DOCUMENT EXCERPT Start Marker
Having Maven create a nice zip File and separate Configuration

A co-worker and I are preparing a presentation about Amazon EC2 for other developers in my company. To show some stuff in action, we decided to write two JMS powered applications. One is sending messages, the other is receiving messages and persisting them into a database. During the presentation we will roll this out onto 3 EC2 nodes. Each application is build using Maven. To have it as convenient as possible, I changed the Maven package build phase to produce a single zip-file. The zip-file can be copied over to the EC2 node, where it is extracted. The zip-file contains one big "uber-jar" (with all the third party dependencies included) and a single properties-file to be able to set host and port for the JMS communication. We use ActiveMQ as JMS vendor in our projects.

Once the big zip-file has been extracted on the EC2 nodes and the properties have been set, you can start the producer and the consumer from the Main class. (Note the little dot infront of .:consumer... - this is needed so that the properties-file is found)
DOCUMENT EXCERPT End Marker
▸ WORK TASK 1: In the post on Maven zip packaging, which JMS vendor do the projects use?
▸ WORK TASK 2: For each statement, decide whether the post on Maven zip packaging supports it: (a) the applications will be rolled out onto three EC2 nodes; (b) the zip-file contains several separate properties-files; (c) both applications send messages. Answer yes or no and quote the deciding words from the post.
▸ WORK TASK 3: Pick up the post on Maven zip packaging after its final sentence and continue it.
The lines that come after this post have no connection to it.
DATA LISTING Start Marker
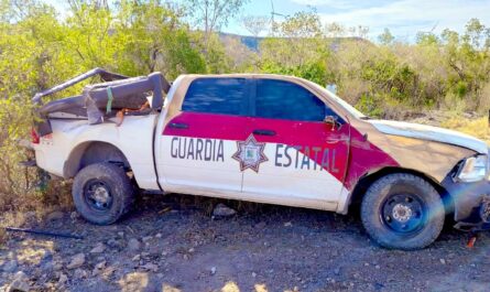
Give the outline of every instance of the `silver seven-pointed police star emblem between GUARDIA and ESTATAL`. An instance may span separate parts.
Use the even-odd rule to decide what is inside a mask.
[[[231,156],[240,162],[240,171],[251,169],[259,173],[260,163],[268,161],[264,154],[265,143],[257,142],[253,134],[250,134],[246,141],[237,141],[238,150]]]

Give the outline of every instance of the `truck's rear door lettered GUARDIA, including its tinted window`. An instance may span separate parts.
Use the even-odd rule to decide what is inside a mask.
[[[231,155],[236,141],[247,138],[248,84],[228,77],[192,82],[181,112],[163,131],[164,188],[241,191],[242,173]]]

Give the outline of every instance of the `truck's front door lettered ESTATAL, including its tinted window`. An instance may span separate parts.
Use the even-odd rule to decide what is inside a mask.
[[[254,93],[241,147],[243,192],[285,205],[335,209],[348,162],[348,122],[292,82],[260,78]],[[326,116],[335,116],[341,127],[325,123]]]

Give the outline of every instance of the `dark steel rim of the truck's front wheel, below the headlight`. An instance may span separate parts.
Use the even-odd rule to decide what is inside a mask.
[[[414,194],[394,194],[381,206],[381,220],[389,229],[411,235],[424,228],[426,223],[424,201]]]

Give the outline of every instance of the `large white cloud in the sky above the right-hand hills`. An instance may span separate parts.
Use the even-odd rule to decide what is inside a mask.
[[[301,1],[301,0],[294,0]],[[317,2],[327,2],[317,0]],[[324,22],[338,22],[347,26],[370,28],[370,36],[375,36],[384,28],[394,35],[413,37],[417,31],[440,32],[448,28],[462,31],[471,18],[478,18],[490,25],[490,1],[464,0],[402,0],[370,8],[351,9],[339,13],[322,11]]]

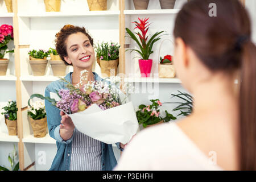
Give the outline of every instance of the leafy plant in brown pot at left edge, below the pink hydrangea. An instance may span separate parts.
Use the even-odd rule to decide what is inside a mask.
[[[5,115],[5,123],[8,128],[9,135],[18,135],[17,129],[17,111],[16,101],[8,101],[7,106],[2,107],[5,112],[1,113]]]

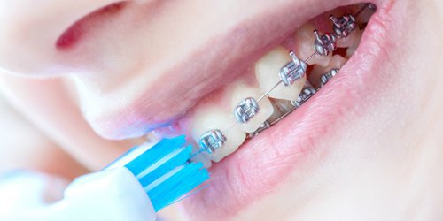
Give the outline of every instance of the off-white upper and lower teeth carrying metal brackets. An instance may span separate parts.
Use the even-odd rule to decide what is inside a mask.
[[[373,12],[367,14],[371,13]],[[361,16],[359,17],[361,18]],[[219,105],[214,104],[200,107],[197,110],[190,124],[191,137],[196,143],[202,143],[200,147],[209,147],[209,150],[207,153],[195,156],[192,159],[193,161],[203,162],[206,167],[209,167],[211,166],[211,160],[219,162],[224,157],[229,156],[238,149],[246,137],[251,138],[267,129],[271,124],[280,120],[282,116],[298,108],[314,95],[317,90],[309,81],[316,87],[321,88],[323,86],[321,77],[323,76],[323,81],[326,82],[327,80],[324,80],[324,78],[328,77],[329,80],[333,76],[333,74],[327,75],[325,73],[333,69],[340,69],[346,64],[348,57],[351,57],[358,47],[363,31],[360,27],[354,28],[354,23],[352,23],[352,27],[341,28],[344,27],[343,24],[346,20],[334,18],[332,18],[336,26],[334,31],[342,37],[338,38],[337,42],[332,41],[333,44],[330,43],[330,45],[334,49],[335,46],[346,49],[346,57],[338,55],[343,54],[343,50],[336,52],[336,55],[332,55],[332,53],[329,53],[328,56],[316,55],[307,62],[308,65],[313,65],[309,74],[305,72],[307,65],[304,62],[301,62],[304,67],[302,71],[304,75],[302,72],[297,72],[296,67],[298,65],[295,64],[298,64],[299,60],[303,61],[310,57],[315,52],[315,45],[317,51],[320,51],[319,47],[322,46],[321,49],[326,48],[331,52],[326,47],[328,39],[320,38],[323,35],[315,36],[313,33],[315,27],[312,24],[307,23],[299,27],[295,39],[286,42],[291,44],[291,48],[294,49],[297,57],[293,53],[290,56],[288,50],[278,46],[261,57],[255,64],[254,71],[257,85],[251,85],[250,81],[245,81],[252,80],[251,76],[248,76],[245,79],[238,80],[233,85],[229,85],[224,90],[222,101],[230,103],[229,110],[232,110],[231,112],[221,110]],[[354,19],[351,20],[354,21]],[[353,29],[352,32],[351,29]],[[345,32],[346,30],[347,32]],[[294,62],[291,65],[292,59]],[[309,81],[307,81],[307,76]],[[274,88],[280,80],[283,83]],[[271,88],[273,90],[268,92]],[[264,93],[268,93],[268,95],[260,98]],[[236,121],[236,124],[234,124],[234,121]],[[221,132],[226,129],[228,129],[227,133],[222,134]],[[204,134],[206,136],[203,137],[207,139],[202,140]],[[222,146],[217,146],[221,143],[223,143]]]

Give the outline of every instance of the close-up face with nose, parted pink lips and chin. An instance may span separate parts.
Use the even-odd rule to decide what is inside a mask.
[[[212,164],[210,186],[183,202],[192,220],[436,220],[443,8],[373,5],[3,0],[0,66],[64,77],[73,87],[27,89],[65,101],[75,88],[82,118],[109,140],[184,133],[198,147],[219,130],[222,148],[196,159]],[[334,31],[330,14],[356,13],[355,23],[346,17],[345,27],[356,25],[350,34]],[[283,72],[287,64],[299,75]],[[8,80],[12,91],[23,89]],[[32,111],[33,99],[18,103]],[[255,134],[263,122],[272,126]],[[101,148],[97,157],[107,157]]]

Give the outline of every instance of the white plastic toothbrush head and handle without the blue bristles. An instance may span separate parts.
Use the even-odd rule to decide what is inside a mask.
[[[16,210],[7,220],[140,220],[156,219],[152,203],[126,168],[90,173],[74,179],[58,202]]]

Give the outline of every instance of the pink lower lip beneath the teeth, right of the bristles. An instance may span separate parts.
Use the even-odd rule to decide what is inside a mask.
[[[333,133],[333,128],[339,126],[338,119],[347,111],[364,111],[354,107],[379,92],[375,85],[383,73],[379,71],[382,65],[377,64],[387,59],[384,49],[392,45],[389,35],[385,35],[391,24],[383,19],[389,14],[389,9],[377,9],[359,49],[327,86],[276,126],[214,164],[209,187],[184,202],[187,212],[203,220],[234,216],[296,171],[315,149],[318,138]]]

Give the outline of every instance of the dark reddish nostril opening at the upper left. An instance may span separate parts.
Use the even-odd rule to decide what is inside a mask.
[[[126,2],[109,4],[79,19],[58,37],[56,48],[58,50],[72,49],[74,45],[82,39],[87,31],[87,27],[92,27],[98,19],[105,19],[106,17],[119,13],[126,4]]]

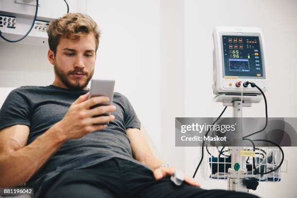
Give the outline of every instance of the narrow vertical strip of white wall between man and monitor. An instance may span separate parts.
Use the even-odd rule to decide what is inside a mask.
DATA LISTING End Marker
▸ EXPECTED OUTPUT 1: ActiveMQ

▸ EXPECTED OUTPUT 2:
(a) Yes: "we will roll this out onto 3 EC2 nodes"
(b) No: "a single properties-file to be able to set host and port for the JMS communication"
(c) No: "One is sending messages, the other is receiving messages and persisting them into a database"

▸ EXPECTED OUTPUT 3:
java -cp .:consumer-1.0-SNAPSHOT-final.jar package.MessageReceiver


For the packaging of the big zip-files, I use the Maven Assembly plugin during the package phase. The configuration looks like this:


<assembly xmlns="http://maven.apache.org/plugins/maven-assembly-plugin/assembly/1.1.0"
xmlns:xsi="http://www.w3.org/2001/XMLSchema-instance"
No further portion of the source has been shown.